Modify Rspamd throughput (RRD) graph

This short post describes how to remove data from Rspamd throughput RRD-graph, usually stored in the rspamd.rrd file. The location depends on the linux distribution, but it is located /var/lib/rspamd/rspamd.rrd on Ubuntu 18.04.

This procedure can most likely be used on all types of RRD-files and is not exclusive for Rspamd.

It is recommended to stop the Rspamd daemon and make a backup of your rspamd.rrd file before you continue.

Backup

$ sudo systemctl stop rspamd.service
$ sudo cp -ax /var/lib/rspamd/rspamd.rrd /var/lib/rspamd/rspamd.rrd-$(date -I)

We have now created a backup file of our RRD-file.

Dump RRD-file

Next we need to create a dump of the RRD-file to a XML-file before we can do any modifications on the data.

$ sudo rrdtool dump /var/lib/rspamd/rspamd.rrd /tmp/rspamd.rrd.xml

Structure of the RRD-file

The Rspamd file is the basis for the graphs and are ordered in archives based on the datasets By day, By week, By Month and By year and you will find the same structure in the rrd-file if you search for 60, 300 600 or 3600 seconds.

    <!-- Round Robin Archives -->
    <rra>
            <cf>AVERAGE</cf>
            <pdp_per_row>60</pdp_per_row> <!-- 60 seconds -->
            <cf>AVERAGE</cf>
            <pdp_per_row>300</pdp_per_row> <!-- 300 seconds -->
            <cf>AVERAGE</cf>
            <pdp_per_row>600</pdp_per_row> <!-- 600 seconds -->
            <cf>AVERAGE</cf>
            <pdp_per_row>3600</pdp_per_row> <!-- 3600 seconds -->

Editing

The XML-file of the RRD-file is now stored in /tmp/rspamd.rrd-xml and can be edited with your preferred editor.

I removed several months of empty data points by searching them up and deleting the lines I did not want.
The values I deleted were inside the <database> tags like this

            <database>
                    <!-- 2019-02-08 23:00:00 CET / 1549663200 --> <row><v>NaN</v><v>NaN</v><v>NaN</v><v>NaN</v><v>NaN</v><v>NaN</v></row>
                    <!-- 2019-02-09 00:00:00 CET / 1549666800 --> <row><v>NaN</v><v>NaN</v><v>NaN</v><v>NaN</v><v>NaN</v><v>NaN</v></row>
                    <!-- 2019-02-09 01:00:00 CET / 1549670400 --> <row><v>NaN</v><v>NaN</v><v>NaN</v><v>NaN</v><v>NaN</v><v>NaN</v></row>
                    <!-- 2019-02-09 02:00:00 CET / 1549674000 --> <row><v>NaN</v><v>NaN</v><v>NaN</v><v>NaN</v><v>NaN</v><v>NaN</v></row>
...

• [Work to do]:
• A. Decide whether each statement below agrees with the post on editing the Rspamd graph. Answer yes or no for each, and quote the deciding words of the post exactly.
(i) On Ubuntu 18.04, the throughput file is found at /var/lib/rspamd/rspamd.rrd.
(ii) The described procedure applies only to Rspamd files.
(iii) Before any modification, the RRD file is dumped to a JSON file.
• B. Pick out every line of the records that contains the word "pole".

• [Data for the task]:
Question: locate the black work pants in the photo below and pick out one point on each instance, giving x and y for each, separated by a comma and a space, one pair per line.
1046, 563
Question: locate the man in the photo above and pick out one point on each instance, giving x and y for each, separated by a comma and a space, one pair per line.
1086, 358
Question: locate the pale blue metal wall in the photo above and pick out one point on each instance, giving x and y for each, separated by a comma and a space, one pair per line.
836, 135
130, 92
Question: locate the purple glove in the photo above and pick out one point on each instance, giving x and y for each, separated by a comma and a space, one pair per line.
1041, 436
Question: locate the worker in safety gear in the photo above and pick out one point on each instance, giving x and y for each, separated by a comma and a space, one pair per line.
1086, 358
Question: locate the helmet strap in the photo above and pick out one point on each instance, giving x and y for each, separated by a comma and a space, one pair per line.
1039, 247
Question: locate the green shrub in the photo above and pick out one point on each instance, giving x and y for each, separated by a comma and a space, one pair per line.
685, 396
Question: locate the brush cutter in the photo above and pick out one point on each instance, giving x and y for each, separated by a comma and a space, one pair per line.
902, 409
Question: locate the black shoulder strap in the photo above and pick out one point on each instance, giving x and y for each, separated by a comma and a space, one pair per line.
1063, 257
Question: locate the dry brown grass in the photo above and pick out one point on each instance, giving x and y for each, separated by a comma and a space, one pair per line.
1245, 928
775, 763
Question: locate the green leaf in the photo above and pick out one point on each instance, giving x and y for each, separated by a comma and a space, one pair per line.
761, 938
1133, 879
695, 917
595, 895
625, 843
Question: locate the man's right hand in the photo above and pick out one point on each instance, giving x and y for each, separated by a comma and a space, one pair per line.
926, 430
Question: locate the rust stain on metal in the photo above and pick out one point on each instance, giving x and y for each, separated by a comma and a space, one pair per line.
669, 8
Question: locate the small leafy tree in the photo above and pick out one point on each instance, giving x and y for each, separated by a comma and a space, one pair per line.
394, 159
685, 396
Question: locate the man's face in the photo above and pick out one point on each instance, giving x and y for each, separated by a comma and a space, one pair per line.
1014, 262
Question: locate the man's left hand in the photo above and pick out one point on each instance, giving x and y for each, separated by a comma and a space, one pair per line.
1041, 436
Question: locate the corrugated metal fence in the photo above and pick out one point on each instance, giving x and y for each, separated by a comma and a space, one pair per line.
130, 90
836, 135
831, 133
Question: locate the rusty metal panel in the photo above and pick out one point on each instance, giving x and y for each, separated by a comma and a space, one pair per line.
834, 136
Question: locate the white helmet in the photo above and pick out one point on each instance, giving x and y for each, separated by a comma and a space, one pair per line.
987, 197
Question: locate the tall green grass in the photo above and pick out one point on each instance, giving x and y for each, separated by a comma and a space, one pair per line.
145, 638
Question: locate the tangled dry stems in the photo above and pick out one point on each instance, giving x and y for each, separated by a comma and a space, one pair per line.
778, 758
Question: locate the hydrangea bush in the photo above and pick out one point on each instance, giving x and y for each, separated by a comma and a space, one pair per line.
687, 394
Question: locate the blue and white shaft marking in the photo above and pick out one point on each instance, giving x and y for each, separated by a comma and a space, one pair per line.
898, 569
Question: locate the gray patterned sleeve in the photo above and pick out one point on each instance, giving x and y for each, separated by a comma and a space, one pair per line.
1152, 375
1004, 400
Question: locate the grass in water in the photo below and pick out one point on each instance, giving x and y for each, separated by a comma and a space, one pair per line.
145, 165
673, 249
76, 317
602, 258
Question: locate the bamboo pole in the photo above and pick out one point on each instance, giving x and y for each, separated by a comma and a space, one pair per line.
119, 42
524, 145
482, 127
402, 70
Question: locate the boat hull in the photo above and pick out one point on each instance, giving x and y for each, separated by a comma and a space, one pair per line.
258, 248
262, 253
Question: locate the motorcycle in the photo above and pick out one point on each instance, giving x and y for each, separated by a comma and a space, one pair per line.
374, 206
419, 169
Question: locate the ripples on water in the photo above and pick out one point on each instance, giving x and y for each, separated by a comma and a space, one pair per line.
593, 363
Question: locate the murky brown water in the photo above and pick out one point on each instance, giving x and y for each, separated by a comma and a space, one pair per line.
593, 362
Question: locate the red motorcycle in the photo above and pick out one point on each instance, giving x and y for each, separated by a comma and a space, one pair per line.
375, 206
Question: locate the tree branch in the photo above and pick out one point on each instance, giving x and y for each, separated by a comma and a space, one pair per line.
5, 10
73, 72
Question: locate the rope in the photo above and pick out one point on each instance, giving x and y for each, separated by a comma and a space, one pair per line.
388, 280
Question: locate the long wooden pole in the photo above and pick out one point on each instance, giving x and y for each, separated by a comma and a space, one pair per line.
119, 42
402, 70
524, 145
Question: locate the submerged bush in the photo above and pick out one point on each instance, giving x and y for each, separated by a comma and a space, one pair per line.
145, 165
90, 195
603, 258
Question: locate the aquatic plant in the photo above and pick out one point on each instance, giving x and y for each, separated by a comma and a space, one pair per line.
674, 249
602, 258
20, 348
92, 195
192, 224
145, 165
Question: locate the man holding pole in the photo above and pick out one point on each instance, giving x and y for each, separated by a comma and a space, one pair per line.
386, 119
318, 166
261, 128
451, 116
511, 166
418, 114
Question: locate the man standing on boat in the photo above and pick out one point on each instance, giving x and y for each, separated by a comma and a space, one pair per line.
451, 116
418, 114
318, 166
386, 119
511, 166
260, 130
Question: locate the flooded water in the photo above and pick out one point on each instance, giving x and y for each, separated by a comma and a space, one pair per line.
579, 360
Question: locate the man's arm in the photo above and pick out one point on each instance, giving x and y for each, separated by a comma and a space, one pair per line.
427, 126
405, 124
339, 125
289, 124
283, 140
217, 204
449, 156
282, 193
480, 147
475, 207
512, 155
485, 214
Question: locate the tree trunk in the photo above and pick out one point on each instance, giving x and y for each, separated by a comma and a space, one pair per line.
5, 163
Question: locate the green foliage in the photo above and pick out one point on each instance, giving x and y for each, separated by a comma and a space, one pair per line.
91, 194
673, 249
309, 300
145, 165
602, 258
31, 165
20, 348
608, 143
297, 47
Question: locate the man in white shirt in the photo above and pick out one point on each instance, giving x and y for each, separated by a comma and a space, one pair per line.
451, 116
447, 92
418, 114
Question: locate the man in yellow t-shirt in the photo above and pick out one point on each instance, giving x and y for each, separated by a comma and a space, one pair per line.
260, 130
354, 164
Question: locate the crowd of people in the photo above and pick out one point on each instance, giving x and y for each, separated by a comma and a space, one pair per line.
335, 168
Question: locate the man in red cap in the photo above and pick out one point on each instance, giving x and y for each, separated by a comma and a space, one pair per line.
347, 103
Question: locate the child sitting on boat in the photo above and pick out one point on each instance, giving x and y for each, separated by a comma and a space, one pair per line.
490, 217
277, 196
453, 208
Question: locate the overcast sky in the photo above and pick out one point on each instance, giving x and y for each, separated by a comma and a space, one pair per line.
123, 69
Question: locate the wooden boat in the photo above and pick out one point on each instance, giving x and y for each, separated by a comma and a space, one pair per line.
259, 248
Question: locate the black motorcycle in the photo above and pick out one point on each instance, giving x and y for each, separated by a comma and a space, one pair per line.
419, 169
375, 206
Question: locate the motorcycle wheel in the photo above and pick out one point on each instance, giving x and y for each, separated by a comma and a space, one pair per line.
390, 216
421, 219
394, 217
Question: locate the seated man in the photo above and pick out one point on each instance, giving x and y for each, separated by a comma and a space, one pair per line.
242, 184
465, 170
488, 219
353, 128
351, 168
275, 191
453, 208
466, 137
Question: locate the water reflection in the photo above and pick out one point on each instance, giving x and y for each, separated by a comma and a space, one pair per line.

• [Worked solutions]:
• A.
(i) Yes: "it is located /var/lib/rspamd/rspamd.rrd on Ubuntu 18.04"
(ii) No: "This procedure can most likely be used on all types of RRD-files and is not exclusive for Rspamd."
(iii) No: "Next we need to create a dump of the RRD-file to a XML-file before we can do any modifications on the data."

• B.
Question: locate the bamboo pole in the photo above and pick out one point on each instance, giving x and y for each, separated by a comma and a space, one pair per line.
Question: locate the long wooden pole in the photo above and pick out one point on each instance, giving x and y for each, separated by a comma and a space, one pair per line.
Question: locate the man holding pole in the photo above and pick out one point on each instance, giving x and y for each, separated by a comma and a space, one pair per line.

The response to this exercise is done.